DATA FOR ANALYSIS:

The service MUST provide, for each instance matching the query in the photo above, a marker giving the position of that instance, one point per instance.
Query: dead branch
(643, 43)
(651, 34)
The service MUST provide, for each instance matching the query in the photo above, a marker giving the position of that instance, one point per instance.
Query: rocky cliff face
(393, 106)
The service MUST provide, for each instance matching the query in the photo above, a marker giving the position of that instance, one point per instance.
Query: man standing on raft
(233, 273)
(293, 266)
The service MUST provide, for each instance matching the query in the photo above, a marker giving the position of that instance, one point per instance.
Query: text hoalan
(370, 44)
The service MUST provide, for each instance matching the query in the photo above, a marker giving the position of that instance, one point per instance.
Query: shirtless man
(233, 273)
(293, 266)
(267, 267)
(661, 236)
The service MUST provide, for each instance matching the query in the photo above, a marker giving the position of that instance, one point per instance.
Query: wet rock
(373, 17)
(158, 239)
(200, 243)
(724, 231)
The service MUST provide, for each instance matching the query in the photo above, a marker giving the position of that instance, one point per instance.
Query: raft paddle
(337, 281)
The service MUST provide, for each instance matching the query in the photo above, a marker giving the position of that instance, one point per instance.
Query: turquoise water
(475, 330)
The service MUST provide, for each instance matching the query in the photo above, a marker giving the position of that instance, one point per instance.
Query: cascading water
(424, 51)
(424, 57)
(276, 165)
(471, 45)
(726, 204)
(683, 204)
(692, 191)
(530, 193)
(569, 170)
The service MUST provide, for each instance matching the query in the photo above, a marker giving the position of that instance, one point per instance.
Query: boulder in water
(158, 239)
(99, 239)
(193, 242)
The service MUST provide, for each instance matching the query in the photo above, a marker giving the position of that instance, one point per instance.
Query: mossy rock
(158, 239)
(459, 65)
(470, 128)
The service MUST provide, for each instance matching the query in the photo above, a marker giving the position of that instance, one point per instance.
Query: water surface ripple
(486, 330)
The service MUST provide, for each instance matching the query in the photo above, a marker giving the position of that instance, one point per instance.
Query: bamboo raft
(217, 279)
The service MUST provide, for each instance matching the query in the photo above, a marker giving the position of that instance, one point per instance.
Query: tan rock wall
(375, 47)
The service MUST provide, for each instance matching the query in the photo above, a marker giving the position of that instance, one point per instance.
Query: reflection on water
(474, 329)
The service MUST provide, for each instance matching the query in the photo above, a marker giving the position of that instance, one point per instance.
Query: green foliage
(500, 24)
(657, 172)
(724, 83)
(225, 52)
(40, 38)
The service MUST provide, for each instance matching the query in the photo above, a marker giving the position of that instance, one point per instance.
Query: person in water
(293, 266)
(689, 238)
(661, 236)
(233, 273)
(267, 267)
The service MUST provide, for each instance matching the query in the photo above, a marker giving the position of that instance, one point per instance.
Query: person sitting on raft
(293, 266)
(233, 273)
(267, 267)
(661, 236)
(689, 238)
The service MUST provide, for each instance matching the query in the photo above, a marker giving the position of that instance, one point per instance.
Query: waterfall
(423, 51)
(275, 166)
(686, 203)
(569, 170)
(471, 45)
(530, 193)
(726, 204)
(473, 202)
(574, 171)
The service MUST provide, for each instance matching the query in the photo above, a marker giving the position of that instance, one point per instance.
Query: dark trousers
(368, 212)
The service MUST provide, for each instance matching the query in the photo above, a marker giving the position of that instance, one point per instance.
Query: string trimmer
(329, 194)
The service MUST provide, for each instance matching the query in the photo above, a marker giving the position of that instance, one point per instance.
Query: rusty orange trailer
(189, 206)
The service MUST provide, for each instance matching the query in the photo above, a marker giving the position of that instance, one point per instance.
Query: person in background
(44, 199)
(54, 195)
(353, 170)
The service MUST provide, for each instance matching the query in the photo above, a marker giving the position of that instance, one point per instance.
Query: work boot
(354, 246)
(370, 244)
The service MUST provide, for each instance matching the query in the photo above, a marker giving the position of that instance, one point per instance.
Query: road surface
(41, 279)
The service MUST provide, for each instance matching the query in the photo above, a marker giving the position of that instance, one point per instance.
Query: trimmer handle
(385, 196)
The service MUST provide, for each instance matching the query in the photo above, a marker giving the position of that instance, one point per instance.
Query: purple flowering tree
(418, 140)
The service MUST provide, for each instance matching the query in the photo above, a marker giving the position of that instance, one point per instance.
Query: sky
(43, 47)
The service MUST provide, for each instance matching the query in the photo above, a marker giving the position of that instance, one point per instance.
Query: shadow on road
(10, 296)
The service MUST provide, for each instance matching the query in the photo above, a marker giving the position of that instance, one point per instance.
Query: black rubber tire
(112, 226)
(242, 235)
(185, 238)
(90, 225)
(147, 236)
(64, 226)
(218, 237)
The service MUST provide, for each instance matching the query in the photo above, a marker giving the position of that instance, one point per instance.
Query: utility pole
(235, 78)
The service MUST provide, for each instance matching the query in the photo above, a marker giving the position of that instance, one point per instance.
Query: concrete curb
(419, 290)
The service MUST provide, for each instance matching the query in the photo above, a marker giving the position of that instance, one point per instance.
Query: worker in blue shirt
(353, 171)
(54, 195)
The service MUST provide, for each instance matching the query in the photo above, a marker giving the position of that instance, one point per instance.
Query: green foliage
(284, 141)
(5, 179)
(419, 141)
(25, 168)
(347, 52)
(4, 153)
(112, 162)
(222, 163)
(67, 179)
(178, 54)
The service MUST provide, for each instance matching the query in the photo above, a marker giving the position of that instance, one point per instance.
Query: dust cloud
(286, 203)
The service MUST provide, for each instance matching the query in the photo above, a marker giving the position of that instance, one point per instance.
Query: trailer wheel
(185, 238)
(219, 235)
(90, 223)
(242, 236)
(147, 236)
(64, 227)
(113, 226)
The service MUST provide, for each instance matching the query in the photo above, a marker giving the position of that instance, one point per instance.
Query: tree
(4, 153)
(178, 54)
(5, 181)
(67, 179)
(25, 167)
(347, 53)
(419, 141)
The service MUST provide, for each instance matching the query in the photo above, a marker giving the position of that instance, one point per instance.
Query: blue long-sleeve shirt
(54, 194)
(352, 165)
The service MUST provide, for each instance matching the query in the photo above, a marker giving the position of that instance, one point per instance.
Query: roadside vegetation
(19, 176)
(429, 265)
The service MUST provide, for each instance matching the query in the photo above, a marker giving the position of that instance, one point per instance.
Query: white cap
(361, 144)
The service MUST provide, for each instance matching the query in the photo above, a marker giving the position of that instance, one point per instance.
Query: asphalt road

TASK DIRECTIONS: Write out the data again, exactly and in full.

RESULT OF THE EXERCISE:
The service MUST provide, for each instance matching the query in the photo above, a marker giving the position of that instance, one point per instance.
Query: dead branch
(643, 43)
(651, 34)
The service MUST provide, for each instance matching the query in the photo above, a marker giving the position of that instance, one point per instance.
Query: rocky cliff face
(393, 106)
The service MUST provide, for each instance matching the query in the photo above, a marker giving the position of that instance, one point per instance.
Query: man standing on raft
(233, 273)
(293, 266)
The service MUST provide, for each instance matching the query in the photo above, a marker giving the position of that instance, one point per instance.
Query: text hoalan
(370, 44)
The service MUST provide, for each instance matching the query in the photo above, a marker giving the position of that instance, one point per instance.
Query: shirtless man
(233, 273)
(293, 266)
(267, 267)
(661, 236)
The service MUST provide, for each instance matching the query in the photo above, a marker giving the position of that instance, one point per instance.
Query: wet rock
(373, 17)
(158, 239)
(200, 243)
(724, 231)
The service MUST provide, for each instance matching the query in the photo above, a marker giving the position of that instance, one point per instance.
Query: raft paddle
(337, 281)
The service MUST provide, for each instance matching the query in the photo above, a marker giving the position of that instance, one point per instance.
Query: turquoise water
(475, 330)
The service MUST provide, for each instance matching the query in the photo above, a marker giving the position of that instance, one point per instance.
Query: cascading water
(424, 51)
(424, 57)
(276, 165)
(471, 45)
(726, 204)
(683, 204)
(692, 191)
(530, 193)
(569, 170)
The service MUST provide, for each instance matching the query in the photo above, a marker giving the position of that instance, one point per instance.
Query: boulder in water
(158, 239)
(99, 239)
(193, 242)
The service MUST provide, for each instance matching the query in the photo above, a marker giving the position of that instance, one point per instance.
Query: mossy rock
(158, 239)
(459, 65)
(470, 128)
The service MUST provide, for each instance matching the query in the photo above, a marker giving the position of that instance, one point per instance.
Query: water surface ripple
(486, 330)
The service MUST provide, for each instance matching the query in the photo above, a marker giving the position of that instance, one point per instance.
Query: bamboo raft
(217, 279)
The service MUST provide, for each instance matching the query in the photo above, a marker giving the position of that instance, one point per instance.
Query: tan rock wall
(375, 47)
The service MUST provide, for each instance matching the query in the photo above, a marker giving the position of that instance, one point per instance.
Query: reflection on water
(474, 329)
The service MUST provide, for each instance matching the query in the photo above, a marker giving the position of that instance, one point per instance.
Query: green foliage
(500, 24)
(657, 172)
(724, 83)
(225, 52)
(40, 38)
The service MUST provide, for each instance matching the query in the photo above, a marker giving the position of that instance, one point per instance.
Query: person in water
(293, 266)
(689, 238)
(661, 236)
(233, 273)
(267, 267)
The service MUST provide, for each instance matching the query in the photo above, a marker giving the position of that instance, one point per instance.
Query: person sitting on raft
(293, 266)
(233, 273)
(267, 267)
(661, 236)
(689, 238)
The service MUST provide, for each instance matching the query in the photo above, a marker giving the position of that instance, one point per instance.
Query: waterfall
(423, 51)
(275, 166)
(686, 203)
(569, 170)
(471, 45)
(530, 193)
(726, 204)
(473, 202)
(574, 171)
The service MUST provide, for each instance matching the query in the photo above, a marker giving the position of that instance, one point per instance.
Query: dark trousers
(368, 212)
The service MUST provide, for each instance matching the query in the photo above, a marker giving the position of that instance, one point per instance.
Query: string trimmer
(329, 194)
The service MUST provide, for each instance matching the query in the photo above, a marker giving the position of that instance, one point per instance.
Query: rusty orange trailer
(189, 206)
The service MUST provide, for each instance matching the query in the photo above, a marker giving the position of that instance, one point per instance.
Query: person in background
(44, 199)
(54, 195)
(353, 170)
The service MUST provide, for each instance matching the query in the photo above, a marker giving the position of that instance, one point per instance.
Query: work boot
(354, 246)
(370, 244)
The service MUST provide, for each instance matching the query in the photo above, a marker giving the position of that instance, one point per instance.
Query: road surface
(41, 279)
The service MUST provide, for each instance matching the query in the photo above, a marker giving the position of that instance, one point per instance.
Query: trimmer handle
(385, 196)
The service MUST provide, for each instance matching the query in the photo above, a marker giving the position of that instance, one point per instance.
Query: purple flowering tree
(418, 140)
The service MUST provide, for each instance matching the query in the photo above, a marker giving the position of that instance, one point per instance.
Query: sky
(43, 47)
The service MUST provide, for each instance matching the query in the photo above, a marker giving the position of that instance, one point per instance.
Query: shadow on road
(10, 296)
The service MUST provide, for each instance matching the query in the photo above, a marker giving the position of that instance, one point per instance.
Query: black rubber tire
(112, 226)
(242, 235)
(185, 238)
(90, 225)
(147, 236)
(64, 226)
(218, 237)
The service MUST provide, for each instance matching the query in the photo above, a marker giving the position of that instance, one point per instance.
Query: utility pole
(235, 78)
The service MUST provide, for each instance matching the query in the photo above, a marker giving the position of that instance, one point per instance.
Query: concrete curb
(419, 290)
The service MUST provide, for each instance matching the query in the photo above, a marker giving the position of that instance, one point per instance.
Query: worker in blue shirt
(353, 171)
(54, 195)
The service MUST provide, for each instance matching the query in the photo above, a marker giving the position of that instance, one point per instance.
Query: green foliage
(284, 141)
(5, 179)
(419, 141)
(25, 168)
(347, 52)
(4, 153)
(112, 162)
(222, 163)
(67, 179)
(178, 54)
The service MUST provide, for each instance matching the query in the photo above, a marker giving the position of that instance, one point per instance.
Query: dust cloud
(286, 203)
The service MUST provide, for each instance matching the query in the photo above, a marker giving the position of that instance, one point per instance.
Query: trailer wheel
(185, 238)
(219, 235)
(90, 223)
(242, 236)
(147, 236)
(64, 227)
(113, 226)
The service MUST provide, for each instance matching the query in the photo above, a marker giving the position of that instance, one point per instance.
Query: tree
(4, 153)
(178, 54)
(5, 181)
(67, 179)
(25, 167)
(347, 53)
(419, 141)
The service MUST provide, for each instance matching the query in the photo above, a marker giving the position of that instance, one point per instance.
Query: blue long-sleeve shirt
(54, 194)
(352, 165)
The service MUST provide, for each instance matching the query in the photo above, a marker giving the position of that instance, one point per instance.
Query: roadside vegetation
(19, 176)
(429, 265)
The service MUST provide, for each instance matching the query in the photo above, a marker giving the position of that instance, one point per instance.
Query: white cap
(361, 144)
The service MUST provide, for each instance matching the query in the photo above, a marker giving the position of that instance, one point per instance.
Query: asphalt road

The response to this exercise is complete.